= Job A =
Please translate this sentence from the Honfleur travel text into Spanish: "Honfleur has more than its share of half timbered buildings."

= Reading text =
--------------------------------
The weather tends to have such an impact on my perception of a place. Florence is always gloomy in my mind because the only time I’ve been there it was mostly rainy and cold. Honfleur will always be sparkly and shining to me because those blue skies and a cool light breeze lasted the rest of the day. It was gorgeous!

We enjoyed Honfleur tremendously. It’s touristy, but it is so beautiful, and there really is something about that light, I can see why the impressionists wanted to paint there. Light was gleaming off the buildings, shimmering on the water. Radiant, luminous. It made me happy to be there.

Honfleur has more than its share of half timbered buildings. My husband loved seeing those. We spent a lot of time just wandering streets and looking at buildings.

We ended up eating on the harbor. Super touristy restaurants and it probably doesn’t matter which you select. We did look at SaQuaNa and a couple of the other more renowned restaurants, but really we just wanted to sit on the Harbor and watch the light and have a simple salad so that’s what we did! My salad was pretty good. Spring greens with chopped apples as well as some warm camembert cooked in phyllo to crack open over the salad. It had a mustardy, lemony dressing. And I had a cider! Duh. Perfect accompaniment.

Musee de la marine - this one is located in the church across the harbor from all the restaurants. Mostly we wanted to see inside the church with its roof that was built like the hull of a ship. There were some models of the ships that they used as well as other seafaring artifacts. With your entry to this museum you can also go to the…

Musee d’ethnographie - II kept calling this the prison museum because it was housed in what had been the old prison. I thought it was interesting as it gave a glimpse into what life would have been like in the town of Honfleur across several centuries. They had clothing and rooms set up the way they would have been. It is small and easy to see and I enjoyed it.
--------------------------------
= Record excerpts =

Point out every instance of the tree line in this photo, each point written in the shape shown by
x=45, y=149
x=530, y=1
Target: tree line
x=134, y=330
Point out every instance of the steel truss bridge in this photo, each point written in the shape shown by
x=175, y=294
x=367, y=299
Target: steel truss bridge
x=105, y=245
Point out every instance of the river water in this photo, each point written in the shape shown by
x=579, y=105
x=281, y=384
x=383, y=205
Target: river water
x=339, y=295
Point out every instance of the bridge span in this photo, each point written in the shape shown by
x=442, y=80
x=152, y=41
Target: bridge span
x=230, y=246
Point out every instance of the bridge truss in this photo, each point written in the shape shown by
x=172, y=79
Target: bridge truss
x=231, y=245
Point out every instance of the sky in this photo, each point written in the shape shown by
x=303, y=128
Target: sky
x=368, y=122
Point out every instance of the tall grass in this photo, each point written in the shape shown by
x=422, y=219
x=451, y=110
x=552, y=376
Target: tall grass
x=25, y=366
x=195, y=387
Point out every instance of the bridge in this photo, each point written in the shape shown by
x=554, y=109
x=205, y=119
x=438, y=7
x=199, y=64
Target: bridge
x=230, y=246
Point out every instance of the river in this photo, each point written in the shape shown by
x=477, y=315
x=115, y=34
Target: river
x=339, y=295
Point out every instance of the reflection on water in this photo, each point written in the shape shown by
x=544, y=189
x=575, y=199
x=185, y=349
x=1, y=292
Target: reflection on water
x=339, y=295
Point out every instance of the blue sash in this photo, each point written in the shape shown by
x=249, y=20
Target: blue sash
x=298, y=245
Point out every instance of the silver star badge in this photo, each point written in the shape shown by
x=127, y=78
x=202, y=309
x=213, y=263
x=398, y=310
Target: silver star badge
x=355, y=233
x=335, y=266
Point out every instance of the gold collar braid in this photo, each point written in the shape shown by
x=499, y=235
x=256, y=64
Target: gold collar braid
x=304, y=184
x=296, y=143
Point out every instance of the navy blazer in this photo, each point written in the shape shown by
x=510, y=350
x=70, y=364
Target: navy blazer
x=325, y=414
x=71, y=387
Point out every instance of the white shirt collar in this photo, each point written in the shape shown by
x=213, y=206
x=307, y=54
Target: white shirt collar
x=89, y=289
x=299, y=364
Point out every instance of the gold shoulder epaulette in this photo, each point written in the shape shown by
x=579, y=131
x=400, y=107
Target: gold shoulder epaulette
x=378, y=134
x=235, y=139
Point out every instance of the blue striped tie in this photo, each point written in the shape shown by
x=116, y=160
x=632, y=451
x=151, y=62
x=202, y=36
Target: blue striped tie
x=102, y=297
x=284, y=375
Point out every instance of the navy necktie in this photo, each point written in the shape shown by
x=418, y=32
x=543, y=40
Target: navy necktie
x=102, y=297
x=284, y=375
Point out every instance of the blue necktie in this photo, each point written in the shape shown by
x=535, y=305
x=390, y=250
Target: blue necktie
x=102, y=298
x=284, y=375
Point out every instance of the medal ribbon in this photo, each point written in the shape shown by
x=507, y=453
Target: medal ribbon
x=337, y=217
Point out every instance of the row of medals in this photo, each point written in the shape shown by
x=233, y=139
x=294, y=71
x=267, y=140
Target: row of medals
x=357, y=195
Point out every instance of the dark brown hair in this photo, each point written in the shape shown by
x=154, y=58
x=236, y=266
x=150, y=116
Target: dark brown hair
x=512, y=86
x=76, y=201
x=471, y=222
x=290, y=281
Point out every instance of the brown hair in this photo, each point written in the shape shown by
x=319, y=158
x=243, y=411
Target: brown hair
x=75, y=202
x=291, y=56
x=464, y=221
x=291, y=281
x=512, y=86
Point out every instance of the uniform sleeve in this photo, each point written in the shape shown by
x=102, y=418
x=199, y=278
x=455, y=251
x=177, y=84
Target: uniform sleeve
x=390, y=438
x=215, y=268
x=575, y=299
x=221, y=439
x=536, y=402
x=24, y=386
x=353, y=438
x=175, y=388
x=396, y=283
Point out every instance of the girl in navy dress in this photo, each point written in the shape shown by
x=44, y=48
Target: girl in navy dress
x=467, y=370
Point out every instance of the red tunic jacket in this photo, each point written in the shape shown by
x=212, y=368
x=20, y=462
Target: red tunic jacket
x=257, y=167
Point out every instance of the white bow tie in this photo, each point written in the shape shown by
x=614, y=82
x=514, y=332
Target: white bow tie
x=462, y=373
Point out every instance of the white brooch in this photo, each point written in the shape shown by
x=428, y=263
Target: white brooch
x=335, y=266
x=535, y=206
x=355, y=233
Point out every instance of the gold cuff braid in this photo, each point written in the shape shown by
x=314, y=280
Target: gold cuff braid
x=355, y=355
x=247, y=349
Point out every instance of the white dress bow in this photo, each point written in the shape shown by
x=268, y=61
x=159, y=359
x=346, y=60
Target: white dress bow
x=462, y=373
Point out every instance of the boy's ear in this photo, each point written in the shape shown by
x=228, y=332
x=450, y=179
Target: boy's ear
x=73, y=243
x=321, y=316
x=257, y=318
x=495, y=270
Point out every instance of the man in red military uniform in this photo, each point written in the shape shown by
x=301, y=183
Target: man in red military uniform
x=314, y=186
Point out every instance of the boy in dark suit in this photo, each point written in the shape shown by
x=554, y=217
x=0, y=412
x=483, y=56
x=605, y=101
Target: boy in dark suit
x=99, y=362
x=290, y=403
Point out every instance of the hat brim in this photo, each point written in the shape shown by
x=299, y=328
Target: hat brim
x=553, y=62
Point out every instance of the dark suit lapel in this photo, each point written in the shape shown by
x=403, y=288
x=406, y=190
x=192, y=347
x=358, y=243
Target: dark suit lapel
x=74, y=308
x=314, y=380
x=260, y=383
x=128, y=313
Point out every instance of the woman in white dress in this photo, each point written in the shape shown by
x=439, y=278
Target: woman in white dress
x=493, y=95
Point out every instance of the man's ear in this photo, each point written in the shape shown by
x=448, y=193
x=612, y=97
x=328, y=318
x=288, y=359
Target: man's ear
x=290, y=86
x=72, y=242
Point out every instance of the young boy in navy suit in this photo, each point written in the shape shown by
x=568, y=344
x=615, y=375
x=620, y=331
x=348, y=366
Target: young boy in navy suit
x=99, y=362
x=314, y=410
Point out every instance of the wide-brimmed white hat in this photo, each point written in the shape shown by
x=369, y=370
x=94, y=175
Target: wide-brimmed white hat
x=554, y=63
--------------------------------
= Job B =
How many lines of the records above contain the string "brimmed", matching case? Give only the number.

= Task solution A =
Honfleur tiene más edificios con entramado de madera de lo que le corresponde.

= Task solution B =
2